### Problem
Take the line that contains "For the benchmark, annotate every instance of the elderly" as the first line and the final line of the records as the last; return exactly those lines and the lines between.

_ _ _ _

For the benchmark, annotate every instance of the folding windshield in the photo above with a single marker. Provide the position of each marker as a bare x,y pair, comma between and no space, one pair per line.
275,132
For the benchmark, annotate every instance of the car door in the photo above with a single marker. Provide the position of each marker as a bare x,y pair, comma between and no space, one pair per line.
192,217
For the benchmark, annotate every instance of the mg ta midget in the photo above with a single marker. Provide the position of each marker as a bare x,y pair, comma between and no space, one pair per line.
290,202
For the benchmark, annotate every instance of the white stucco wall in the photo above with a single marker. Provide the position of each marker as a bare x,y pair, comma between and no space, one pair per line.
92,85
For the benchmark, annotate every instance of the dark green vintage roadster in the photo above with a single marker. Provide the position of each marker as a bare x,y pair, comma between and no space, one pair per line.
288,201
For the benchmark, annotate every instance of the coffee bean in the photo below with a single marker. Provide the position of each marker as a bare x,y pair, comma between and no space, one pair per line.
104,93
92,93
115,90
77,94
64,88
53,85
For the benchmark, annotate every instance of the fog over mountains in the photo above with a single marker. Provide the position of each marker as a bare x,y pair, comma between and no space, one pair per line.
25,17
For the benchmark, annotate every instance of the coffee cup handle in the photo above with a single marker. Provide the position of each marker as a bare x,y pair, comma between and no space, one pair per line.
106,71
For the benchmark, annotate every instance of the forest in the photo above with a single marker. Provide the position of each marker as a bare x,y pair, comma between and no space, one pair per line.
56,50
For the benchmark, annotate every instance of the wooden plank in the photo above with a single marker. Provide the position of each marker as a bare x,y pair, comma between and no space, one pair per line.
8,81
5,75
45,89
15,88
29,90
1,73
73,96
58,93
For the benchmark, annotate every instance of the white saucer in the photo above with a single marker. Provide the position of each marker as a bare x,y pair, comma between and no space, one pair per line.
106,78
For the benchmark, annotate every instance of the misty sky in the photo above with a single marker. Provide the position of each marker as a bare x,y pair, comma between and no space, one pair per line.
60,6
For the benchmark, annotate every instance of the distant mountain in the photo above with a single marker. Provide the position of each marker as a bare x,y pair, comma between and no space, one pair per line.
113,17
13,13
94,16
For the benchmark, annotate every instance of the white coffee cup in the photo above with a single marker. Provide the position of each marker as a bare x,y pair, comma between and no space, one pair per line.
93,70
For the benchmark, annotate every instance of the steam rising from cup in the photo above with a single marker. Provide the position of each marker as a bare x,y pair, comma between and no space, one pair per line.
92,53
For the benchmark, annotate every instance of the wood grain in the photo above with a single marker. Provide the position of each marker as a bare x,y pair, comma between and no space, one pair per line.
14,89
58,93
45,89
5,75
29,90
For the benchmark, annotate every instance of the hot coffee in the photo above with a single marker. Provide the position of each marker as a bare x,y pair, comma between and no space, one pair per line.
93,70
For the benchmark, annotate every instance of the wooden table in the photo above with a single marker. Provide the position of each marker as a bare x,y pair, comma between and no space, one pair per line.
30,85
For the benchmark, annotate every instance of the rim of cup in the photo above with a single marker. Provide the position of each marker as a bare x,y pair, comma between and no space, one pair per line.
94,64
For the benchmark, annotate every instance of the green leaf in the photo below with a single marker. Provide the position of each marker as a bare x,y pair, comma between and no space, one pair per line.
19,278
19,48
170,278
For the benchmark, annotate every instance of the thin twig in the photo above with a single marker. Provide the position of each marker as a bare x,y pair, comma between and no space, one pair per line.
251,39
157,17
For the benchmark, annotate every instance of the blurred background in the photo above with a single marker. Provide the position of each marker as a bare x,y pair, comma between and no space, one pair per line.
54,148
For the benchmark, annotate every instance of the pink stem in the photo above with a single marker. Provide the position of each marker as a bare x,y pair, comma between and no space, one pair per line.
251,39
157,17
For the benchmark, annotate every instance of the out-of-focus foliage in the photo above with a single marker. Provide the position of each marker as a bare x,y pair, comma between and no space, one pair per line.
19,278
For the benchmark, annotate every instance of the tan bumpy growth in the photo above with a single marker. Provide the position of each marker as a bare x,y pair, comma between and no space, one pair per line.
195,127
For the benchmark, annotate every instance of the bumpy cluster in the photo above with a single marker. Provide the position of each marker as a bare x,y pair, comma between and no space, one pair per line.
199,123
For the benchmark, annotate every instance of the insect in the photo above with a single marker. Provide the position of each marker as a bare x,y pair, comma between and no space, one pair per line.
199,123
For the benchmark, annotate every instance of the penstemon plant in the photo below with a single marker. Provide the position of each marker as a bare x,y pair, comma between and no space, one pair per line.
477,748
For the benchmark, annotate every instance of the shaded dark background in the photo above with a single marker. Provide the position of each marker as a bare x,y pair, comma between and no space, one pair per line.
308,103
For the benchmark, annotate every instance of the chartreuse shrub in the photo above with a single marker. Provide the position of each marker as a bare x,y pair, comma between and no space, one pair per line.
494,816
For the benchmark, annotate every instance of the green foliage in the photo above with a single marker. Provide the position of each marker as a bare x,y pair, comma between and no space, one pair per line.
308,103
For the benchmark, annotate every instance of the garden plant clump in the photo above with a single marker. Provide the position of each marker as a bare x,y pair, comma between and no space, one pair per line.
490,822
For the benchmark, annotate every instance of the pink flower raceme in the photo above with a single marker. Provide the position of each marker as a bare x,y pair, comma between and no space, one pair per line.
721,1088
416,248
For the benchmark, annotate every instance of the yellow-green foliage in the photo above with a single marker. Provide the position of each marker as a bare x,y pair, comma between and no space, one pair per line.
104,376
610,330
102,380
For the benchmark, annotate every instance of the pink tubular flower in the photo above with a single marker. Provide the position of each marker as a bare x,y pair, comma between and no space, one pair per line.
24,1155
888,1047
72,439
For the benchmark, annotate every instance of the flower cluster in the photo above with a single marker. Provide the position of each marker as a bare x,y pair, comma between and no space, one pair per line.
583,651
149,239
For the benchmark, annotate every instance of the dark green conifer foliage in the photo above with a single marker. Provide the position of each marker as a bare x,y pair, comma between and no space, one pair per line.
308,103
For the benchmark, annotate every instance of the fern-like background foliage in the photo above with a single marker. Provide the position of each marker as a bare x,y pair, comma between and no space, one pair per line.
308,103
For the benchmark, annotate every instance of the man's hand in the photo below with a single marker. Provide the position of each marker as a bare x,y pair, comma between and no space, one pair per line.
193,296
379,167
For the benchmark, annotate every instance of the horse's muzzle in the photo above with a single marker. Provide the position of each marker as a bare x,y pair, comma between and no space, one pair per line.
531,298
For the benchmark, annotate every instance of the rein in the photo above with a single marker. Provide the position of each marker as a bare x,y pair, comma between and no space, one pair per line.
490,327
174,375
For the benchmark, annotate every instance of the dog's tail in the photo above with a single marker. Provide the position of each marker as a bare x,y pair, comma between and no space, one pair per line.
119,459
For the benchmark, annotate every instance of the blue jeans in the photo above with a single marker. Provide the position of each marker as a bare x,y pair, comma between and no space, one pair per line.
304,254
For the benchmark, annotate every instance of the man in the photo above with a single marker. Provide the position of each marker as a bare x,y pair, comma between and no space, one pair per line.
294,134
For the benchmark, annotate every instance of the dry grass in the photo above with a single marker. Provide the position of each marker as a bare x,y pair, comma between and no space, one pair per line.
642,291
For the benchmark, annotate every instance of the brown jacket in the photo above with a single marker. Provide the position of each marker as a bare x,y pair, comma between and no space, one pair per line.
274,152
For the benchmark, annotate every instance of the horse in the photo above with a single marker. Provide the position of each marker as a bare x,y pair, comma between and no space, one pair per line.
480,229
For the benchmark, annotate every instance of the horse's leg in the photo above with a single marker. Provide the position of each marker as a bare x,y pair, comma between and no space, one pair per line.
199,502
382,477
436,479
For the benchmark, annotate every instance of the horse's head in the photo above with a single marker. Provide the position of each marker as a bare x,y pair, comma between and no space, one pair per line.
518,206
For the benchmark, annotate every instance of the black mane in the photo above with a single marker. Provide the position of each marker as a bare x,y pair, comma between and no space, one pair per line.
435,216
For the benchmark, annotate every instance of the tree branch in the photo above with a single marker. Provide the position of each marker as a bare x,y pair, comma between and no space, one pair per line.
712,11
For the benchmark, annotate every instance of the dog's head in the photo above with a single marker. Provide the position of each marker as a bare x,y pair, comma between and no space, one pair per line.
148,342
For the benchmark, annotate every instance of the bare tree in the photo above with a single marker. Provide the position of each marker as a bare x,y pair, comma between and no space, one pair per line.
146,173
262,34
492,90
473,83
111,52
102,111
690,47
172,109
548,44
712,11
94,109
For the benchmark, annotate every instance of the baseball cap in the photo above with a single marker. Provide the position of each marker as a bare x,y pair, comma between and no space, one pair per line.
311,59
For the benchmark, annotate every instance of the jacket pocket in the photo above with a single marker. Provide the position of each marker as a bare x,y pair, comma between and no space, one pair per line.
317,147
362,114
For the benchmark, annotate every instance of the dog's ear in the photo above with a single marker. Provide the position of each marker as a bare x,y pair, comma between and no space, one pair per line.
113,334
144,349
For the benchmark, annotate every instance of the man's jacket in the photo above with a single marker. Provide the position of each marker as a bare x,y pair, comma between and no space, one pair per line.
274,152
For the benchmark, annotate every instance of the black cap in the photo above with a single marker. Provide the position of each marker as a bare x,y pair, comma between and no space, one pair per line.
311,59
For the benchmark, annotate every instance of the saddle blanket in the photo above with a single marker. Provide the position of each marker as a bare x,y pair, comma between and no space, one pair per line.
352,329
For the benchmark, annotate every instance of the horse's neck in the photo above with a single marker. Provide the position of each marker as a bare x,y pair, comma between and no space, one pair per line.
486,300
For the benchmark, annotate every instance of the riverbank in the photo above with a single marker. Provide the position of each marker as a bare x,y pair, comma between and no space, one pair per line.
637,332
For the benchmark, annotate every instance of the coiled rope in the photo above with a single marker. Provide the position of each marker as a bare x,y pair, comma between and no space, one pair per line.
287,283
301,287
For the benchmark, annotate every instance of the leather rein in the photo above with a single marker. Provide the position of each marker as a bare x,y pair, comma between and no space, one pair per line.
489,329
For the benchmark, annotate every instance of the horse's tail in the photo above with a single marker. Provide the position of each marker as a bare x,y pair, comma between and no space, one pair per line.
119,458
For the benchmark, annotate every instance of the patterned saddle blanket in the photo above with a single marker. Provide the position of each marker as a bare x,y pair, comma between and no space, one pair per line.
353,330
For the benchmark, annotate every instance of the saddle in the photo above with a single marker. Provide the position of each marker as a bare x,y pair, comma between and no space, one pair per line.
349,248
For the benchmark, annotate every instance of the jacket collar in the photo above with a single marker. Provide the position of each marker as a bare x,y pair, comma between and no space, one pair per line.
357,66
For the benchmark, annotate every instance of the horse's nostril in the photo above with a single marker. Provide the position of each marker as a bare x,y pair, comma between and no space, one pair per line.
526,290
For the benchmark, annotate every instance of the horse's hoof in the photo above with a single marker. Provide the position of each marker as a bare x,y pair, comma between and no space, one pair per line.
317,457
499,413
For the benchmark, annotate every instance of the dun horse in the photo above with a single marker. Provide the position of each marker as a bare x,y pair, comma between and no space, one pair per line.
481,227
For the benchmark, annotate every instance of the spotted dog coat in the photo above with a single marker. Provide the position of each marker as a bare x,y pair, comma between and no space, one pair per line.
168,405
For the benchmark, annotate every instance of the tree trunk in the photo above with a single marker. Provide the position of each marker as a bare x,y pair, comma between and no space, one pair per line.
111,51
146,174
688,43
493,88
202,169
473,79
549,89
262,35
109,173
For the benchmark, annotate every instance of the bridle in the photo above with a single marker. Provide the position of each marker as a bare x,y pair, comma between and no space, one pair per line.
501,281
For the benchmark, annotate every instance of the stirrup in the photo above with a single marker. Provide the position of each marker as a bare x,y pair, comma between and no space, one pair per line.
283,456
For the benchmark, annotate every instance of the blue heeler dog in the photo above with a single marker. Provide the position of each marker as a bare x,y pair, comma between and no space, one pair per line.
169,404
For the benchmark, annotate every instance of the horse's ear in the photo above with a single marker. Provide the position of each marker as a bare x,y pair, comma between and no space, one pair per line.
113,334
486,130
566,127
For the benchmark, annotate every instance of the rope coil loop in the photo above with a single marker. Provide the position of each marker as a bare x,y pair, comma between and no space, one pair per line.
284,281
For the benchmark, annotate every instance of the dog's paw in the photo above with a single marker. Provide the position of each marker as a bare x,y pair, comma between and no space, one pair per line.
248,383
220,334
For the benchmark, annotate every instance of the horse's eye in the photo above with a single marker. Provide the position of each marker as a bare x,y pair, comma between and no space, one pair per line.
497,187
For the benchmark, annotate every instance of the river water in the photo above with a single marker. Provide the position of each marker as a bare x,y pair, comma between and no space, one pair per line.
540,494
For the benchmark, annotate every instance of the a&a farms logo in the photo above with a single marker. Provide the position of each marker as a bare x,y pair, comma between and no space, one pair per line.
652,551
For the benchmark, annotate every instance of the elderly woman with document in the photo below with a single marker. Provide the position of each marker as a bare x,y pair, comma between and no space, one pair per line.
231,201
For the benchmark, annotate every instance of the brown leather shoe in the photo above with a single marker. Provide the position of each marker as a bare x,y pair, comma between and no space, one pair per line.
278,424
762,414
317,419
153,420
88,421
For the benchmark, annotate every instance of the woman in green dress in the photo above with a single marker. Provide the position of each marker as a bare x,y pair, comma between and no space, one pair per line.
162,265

_ _ _ _

### Reply
For the benchmark, annotate every instance of the elderly woman with document in the photo below with a single marker. Provide the position of each marker as a bare x,y pair, comma between and no space, one pair per line.
231,201
For the benchmark, annotate every instance of the brown leather shoe in the photo above with a single marker. Provide the position of each marker as a bare x,y pair, comma between and no space, one pair per line.
278,424
762,414
317,419
153,420
88,421
For the benchmark, annotate every instance of the woman in green dress in the photo above with a single marker. Provide the position of each marker as a bare x,y pair, comma between and no space, one pair per line.
162,265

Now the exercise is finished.